→ **EXERCISE INPUT**:
====
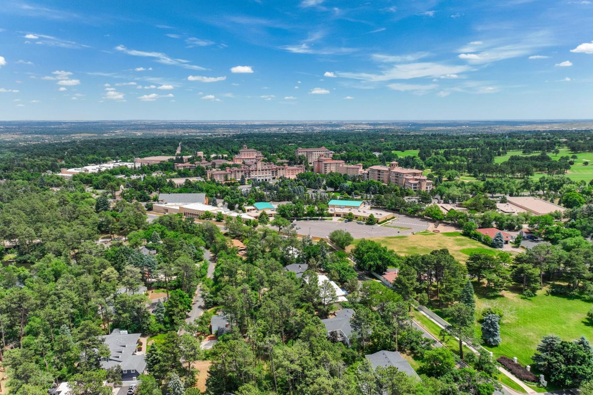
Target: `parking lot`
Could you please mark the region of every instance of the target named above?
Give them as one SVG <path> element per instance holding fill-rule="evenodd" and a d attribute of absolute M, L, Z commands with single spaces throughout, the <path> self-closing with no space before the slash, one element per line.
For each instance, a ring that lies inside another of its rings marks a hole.
<path fill-rule="evenodd" d="M 390 221 L 383 225 L 361 224 L 355 221 L 348 222 L 343 221 L 296 221 L 292 223 L 295 224 L 295 227 L 300 227 L 300 229 L 296 230 L 299 234 L 327 237 L 333 231 L 342 229 L 349 232 L 354 238 L 407 235 L 414 232 L 425 230 L 429 224 L 423 219 L 401 215 L 397 220 Z M 390 225 L 409 229 L 403 230 L 390 227 Z"/>

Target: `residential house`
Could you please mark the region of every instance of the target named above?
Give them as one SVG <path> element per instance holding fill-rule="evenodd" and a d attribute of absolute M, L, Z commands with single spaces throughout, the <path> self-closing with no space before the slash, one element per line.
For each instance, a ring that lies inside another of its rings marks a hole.
<path fill-rule="evenodd" d="M 140 333 L 128 333 L 127 330 L 114 329 L 111 335 L 101 336 L 111 351 L 108 358 L 101 358 L 101 367 L 109 369 L 119 365 L 122 368 L 122 380 L 136 380 L 144 372 L 146 362 L 144 355 L 136 353 Z"/>
<path fill-rule="evenodd" d="M 397 370 L 404 372 L 409 376 L 420 380 L 420 376 L 412 367 L 410 363 L 397 351 L 377 351 L 374 354 L 365 355 L 365 358 L 371 362 L 373 369 L 382 366 L 387 368 L 390 366 L 397 368 Z"/>

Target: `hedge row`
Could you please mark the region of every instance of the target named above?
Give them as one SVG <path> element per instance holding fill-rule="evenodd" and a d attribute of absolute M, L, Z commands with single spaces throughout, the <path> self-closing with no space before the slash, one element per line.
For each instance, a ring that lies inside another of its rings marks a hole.
<path fill-rule="evenodd" d="M 515 364 L 513 360 L 506 356 L 501 356 L 496 359 L 500 365 L 506 368 L 511 373 L 519 380 L 524 381 L 537 383 L 537 377 L 519 364 Z"/>

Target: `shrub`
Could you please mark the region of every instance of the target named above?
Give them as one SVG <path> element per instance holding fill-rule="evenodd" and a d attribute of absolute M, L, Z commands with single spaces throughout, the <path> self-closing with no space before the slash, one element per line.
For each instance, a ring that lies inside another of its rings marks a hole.
<path fill-rule="evenodd" d="M 517 377 L 519 380 L 524 381 L 537 383 L 537 377 L 531 372 L 528 371 L 519 364 L 515 364 L 513 360 L 507 356 L 501 356 L 496 359 L 500 365 L 505 367 L 511 373 Z"/>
====
→ **WHAT IS EXPECTED**: Rewrite everything from the start of the rows down to the line containing "513 360 L 506", replacing "region" with "area" and leaving everything else unchanged. Leave the pictures out of your answer.

→ **TASK RESPONSE**:
Target: `parking lot`
Could you please mark the area of every instance of the target named above?
Give them as one SVG <path> element per instance holding fill-rule="evenodd" and a d attribute of absolute M, L, Z commands with single spaces throughout, the <path> self-closing with no space before the slash, one element per line.
For each instance, a ring that lies inside another of its rings marks a hole.
<path fill-rule="evenodd" d="M 390 221 L 383 225 L 361 224 L 355 221 L 348 222 L 343 221 L 296 221 L 292 223 L 295 224 L 295 227 L 300 227 L 300 229 L 296 230 L 299 234 L 327 237 L 333 231 L 342 229 L 349 232 L 354 238 L 407 235 L 414 232 L 425 230 L 429 224 L 423 219 L 401 215 L 397 220 Z M 390 225 L 409 229 L 403 230 L 390 227 Z"/>

Target: `residential house`
Could you please mark the area of every instance of the target named above?
Give them as one SVG <path> element per instance holding fill-rule="evenodd" and a d attribute of absolute M, L, Z commands with single spaces throughout, the <path> self-closing with no space before the slash, one element per line.
For each instance, a ring that lies inside another of its rings marks a hole.
<path fill-rule="evenodd" d="M 140 333 L 128 333 L 127 330 L 114 329 L 111 335 L 101 336 L 111 351 L 108 358 L 101 358 L 101 367 L 109 369 L 119 365 L 122 368 L 122 380 L 136 380 L 144 372 L 146 362 L 144 355 L 136 353 Z"/>
<path fill-rule="evenodd" d="M 397 370 L 404 372 L 409 376 L 420 380 L 420 376 L 412 367 L 410 363 L 397 351 L 377 351 L 374 354 L 365 355 L 365 358 L 371 362 L 373 369 L 382 366 L 387 368 L 390 366 L 397 368 Z"/>

Target: `hedge row`
Could you please mark the area of every instance of the target named above?
Give them as one SVG <path> element per instance holding fill-rule="evenodd" and a d attribute of absolute M, L, Z commands with single spaces throughout, the <path> self-closing with no space before the slash, one element per line.
For each instance, a ring that lies inside another of its rings marks a hole.
<path fill-rule="evenodd" d="M 515 364 L 513 360 L 506 356 L 501 356 L 496 359 L 500 365 L 506 368 L 511 373 L 519 380 L 524 381 L 537 383 L 537 377 L 519 364 Z"/>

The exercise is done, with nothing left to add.